— BEGIN SOURCE EXTRACT —

Jonathan Wayne Mundo v. State
5:18-cv-02204
C.D. Cal.Oct 26, 2018Background
- Petitioner Jonathan Wayne Mundo, a Nevada prisoner, filed a Motion for Writ of Error Coram Nobis in this Court challenging his 2012 California convictions for two counts of second-degree robbery and one count of escape.
- Mundo completed his California sentence in 2016 and was extradited to Nevada, where he is serving a 2012 Nevada conviction sentence.
- The Petition alleges a Fourth Amendment violation: a California detective exceeded a warrant’s scope and turned over petitioner’s cell-phone records to a Henderson, Nevada detective, and seeks vacatur of the robbery convictions.
- Mundo previously filed a federal habeas petition in this district in 2016 challenging the same California conviction; that petition was dismissed with prejudice as untimely under AEDPA, and no certificate of appealability was granted.
- The district court construed the filing as coram nobis (and alternatively as a §2254 petition or a Rule 60(b) motion) and dismissed it without prejudice for lack of jurisdiction and as a successive habeas petition.

— END SOURCE EXTRACT —
— BEGIN ENTRIES PROVIDED —

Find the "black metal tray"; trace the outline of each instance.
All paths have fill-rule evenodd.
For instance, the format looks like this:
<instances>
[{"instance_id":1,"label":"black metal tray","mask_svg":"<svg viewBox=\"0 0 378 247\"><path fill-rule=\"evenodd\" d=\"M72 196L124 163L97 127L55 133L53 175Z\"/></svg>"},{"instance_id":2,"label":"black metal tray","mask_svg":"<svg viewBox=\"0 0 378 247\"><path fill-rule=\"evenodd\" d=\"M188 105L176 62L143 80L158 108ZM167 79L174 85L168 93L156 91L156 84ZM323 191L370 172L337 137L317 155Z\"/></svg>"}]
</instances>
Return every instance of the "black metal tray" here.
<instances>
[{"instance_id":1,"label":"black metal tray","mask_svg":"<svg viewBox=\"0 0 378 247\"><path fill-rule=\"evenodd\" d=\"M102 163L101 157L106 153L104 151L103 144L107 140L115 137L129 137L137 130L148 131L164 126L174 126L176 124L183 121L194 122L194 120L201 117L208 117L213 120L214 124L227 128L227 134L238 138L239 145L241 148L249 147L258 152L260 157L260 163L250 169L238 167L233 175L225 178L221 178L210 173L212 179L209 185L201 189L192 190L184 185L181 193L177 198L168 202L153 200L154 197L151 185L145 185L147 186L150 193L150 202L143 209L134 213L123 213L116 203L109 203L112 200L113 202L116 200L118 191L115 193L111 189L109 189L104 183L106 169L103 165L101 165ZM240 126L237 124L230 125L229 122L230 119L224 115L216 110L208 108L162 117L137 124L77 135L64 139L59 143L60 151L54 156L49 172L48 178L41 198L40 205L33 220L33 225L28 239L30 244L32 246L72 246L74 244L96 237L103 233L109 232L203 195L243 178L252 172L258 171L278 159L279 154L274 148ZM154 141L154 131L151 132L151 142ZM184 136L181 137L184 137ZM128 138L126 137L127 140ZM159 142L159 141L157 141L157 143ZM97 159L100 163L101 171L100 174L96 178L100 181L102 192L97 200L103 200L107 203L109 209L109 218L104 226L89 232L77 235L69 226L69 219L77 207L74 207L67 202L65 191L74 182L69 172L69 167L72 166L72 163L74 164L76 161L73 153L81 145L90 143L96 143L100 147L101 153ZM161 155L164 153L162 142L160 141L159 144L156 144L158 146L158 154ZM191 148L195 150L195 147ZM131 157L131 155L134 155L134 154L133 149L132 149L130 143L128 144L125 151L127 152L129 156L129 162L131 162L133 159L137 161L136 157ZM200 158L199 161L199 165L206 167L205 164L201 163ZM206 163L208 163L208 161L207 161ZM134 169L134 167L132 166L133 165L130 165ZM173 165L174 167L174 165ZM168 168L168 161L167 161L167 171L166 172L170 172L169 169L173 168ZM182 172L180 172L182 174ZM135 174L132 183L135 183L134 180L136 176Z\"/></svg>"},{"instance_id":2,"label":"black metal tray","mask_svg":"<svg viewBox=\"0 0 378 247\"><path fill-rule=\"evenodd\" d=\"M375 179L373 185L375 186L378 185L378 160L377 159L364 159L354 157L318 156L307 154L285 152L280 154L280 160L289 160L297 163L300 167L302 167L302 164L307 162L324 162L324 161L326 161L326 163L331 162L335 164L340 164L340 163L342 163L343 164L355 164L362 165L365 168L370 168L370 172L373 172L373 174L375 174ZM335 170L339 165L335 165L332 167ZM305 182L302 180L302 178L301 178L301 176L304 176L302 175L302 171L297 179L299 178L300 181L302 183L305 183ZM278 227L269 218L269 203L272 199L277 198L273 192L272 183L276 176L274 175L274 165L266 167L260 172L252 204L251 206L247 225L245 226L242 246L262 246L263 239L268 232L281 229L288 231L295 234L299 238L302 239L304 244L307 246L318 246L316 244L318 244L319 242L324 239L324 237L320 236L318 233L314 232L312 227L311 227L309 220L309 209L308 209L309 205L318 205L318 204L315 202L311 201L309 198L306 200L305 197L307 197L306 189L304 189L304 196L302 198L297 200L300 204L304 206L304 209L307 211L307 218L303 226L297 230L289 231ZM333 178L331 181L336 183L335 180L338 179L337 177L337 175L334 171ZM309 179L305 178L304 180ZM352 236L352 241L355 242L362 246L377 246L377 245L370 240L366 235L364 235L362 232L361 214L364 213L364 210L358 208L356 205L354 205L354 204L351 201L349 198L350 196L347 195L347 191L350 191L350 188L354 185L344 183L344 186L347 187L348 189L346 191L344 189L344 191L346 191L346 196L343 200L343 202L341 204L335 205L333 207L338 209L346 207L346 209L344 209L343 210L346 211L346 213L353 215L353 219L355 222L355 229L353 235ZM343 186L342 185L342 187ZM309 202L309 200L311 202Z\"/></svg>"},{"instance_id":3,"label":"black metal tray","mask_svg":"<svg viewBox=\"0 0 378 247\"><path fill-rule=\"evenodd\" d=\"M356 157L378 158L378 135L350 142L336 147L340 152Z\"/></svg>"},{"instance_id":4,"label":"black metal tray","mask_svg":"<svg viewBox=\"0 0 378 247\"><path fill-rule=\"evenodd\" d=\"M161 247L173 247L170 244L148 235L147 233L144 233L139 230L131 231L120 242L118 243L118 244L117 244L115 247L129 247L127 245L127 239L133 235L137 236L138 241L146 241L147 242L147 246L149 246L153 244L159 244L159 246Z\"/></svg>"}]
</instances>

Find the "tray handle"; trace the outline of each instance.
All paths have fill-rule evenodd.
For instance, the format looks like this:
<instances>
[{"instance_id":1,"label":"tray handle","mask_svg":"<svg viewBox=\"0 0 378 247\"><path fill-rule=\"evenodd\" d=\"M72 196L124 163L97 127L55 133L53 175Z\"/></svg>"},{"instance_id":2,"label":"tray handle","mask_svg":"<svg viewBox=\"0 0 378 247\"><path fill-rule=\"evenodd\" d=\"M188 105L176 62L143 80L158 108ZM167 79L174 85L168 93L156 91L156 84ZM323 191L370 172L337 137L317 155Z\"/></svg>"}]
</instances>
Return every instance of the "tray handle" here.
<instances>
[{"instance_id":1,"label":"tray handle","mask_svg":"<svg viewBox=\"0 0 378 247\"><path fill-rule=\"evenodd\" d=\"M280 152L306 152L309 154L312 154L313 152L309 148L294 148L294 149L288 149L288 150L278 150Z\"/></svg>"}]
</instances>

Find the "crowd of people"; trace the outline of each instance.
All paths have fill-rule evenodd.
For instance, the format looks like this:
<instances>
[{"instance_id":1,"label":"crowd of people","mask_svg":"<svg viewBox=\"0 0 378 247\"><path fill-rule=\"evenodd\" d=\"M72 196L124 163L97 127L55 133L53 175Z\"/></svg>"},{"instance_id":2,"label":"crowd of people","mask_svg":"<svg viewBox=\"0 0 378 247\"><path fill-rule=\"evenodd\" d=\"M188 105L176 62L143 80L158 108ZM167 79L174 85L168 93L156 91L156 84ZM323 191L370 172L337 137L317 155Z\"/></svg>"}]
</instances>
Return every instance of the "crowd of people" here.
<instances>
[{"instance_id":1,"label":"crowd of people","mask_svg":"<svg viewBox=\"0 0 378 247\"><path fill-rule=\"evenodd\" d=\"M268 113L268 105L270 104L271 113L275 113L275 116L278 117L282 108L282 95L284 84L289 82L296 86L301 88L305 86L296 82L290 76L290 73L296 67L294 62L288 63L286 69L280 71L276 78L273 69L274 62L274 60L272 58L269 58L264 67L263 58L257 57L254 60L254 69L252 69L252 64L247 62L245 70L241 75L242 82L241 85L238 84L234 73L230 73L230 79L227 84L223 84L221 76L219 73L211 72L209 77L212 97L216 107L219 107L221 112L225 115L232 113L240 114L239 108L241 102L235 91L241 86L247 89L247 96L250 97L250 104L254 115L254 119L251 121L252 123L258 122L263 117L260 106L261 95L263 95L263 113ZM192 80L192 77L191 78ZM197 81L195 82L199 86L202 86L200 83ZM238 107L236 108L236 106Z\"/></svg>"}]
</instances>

— END ENTRIES PROVIDED —
— BEGIN ENTRIES PROVIDED —

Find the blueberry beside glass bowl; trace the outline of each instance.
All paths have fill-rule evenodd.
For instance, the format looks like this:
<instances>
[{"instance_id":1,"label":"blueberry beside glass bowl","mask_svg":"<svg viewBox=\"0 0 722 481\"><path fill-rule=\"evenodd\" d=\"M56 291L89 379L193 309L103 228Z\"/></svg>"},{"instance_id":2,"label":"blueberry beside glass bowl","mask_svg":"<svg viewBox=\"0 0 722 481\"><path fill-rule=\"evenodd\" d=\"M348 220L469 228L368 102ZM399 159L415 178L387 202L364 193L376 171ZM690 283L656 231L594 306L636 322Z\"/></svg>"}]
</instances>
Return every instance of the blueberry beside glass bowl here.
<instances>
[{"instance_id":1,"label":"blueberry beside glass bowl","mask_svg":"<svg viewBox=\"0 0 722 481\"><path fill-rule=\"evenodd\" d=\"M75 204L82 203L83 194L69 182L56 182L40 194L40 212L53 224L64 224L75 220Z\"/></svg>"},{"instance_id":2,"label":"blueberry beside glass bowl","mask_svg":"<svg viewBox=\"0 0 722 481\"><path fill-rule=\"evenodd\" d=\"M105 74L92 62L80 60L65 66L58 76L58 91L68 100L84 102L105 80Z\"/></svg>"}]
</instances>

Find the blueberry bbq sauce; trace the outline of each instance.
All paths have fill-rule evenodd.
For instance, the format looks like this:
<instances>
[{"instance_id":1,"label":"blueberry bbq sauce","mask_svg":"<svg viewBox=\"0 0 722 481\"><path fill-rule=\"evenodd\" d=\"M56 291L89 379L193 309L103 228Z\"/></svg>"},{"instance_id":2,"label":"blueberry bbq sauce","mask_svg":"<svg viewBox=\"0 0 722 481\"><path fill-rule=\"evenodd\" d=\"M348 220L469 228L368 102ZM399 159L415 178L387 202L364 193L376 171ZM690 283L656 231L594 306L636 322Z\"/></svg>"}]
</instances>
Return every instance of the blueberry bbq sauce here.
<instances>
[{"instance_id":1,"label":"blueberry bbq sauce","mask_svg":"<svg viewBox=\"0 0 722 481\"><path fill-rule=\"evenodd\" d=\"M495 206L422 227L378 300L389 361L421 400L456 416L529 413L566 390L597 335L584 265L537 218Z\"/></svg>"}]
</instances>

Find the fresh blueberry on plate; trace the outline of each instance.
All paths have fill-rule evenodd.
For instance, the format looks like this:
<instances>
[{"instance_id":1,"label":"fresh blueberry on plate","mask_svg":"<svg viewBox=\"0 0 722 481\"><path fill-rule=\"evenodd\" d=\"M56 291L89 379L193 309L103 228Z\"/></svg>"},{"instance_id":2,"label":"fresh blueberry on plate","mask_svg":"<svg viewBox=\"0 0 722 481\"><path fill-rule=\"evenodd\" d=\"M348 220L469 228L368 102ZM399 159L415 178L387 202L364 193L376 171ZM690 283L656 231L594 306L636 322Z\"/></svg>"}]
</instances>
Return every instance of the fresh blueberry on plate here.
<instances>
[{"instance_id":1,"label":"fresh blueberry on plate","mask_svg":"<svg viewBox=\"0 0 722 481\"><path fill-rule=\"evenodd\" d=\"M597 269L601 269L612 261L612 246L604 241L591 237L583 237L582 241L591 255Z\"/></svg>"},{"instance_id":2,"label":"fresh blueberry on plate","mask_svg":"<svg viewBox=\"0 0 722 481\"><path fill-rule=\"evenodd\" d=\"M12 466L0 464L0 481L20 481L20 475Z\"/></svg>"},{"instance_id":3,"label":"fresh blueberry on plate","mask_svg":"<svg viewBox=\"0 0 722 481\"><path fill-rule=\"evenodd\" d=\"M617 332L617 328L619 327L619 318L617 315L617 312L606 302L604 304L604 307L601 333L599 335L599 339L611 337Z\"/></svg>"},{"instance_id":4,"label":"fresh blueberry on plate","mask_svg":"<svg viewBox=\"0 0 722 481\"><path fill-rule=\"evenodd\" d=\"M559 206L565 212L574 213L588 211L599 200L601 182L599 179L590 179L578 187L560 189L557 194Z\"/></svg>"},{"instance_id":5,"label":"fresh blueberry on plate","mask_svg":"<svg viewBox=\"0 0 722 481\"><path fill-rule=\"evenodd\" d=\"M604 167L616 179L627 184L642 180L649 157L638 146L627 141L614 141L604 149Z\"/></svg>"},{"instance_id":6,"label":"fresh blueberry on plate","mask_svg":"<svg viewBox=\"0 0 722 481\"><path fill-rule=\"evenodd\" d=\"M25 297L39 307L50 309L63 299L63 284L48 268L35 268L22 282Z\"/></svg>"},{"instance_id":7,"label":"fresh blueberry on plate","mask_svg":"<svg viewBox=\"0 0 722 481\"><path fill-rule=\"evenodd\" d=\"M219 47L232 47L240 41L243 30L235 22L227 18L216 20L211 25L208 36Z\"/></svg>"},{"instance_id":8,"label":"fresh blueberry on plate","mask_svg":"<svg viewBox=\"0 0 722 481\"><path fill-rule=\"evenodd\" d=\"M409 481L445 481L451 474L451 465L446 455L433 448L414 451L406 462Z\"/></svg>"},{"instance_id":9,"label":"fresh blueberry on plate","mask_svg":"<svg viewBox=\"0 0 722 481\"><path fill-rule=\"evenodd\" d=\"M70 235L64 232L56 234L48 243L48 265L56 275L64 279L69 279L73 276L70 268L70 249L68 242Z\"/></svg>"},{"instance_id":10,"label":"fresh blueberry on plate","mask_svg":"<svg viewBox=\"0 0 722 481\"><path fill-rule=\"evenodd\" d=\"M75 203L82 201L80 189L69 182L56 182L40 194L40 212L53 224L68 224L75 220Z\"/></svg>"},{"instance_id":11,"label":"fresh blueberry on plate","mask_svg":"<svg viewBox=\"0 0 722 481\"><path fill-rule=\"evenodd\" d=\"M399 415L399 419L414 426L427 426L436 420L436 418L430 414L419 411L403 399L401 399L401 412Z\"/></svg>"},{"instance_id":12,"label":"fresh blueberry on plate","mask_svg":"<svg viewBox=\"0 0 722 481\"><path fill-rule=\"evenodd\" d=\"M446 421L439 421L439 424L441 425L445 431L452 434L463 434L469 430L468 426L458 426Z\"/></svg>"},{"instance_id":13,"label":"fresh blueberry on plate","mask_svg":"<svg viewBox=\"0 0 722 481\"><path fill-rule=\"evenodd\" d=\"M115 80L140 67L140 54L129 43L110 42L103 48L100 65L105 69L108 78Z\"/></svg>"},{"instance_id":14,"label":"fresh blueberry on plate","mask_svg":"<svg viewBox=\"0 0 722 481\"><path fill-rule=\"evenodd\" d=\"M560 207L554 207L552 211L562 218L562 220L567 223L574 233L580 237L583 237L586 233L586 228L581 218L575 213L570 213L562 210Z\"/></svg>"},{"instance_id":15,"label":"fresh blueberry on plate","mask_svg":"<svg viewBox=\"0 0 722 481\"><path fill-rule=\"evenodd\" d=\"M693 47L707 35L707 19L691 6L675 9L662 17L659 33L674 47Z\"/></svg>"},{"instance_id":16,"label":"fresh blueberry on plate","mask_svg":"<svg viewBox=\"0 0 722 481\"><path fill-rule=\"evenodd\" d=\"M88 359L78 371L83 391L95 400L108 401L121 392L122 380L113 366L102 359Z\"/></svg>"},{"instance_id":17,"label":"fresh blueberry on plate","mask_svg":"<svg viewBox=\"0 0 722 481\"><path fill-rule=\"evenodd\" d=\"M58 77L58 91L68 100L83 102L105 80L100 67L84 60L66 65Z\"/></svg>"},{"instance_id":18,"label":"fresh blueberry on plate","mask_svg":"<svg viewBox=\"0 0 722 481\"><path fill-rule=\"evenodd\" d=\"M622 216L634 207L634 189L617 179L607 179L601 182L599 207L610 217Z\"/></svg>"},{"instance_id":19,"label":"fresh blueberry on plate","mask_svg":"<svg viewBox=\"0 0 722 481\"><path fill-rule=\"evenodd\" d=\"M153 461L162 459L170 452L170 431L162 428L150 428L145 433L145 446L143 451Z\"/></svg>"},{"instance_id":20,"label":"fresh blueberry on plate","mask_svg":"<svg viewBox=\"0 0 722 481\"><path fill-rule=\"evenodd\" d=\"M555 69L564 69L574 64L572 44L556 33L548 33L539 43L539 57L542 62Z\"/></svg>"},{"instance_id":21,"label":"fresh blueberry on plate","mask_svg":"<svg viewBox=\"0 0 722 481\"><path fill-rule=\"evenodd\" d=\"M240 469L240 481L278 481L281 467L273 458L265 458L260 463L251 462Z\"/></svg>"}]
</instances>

— END ENTRIES PROVIDED —

WORK TO DO:
1) From the Mundo case summary, extract the stretch from "- The district" through "successive habeas petition.".
2) Condense the paragraph of the Mundo case summary that begins "Mundo previously filed a federal habeas petition" into a shorter version that keeps its main facts.

THE SOLUTIONS:
1)
- The district court construed the filing as coram nobis (and alternatively as a §2254 petition or a Rule 60(b) motion) and dismissed it without prejudice for lack of jurisdiction and as a successive habeas petition.

2) In 2016, Mundo filed a federal habeas petition in this district against the same California conviction. It was dismissed with prejudice as untimely under AEDPA, and no certificate of appealability was granted.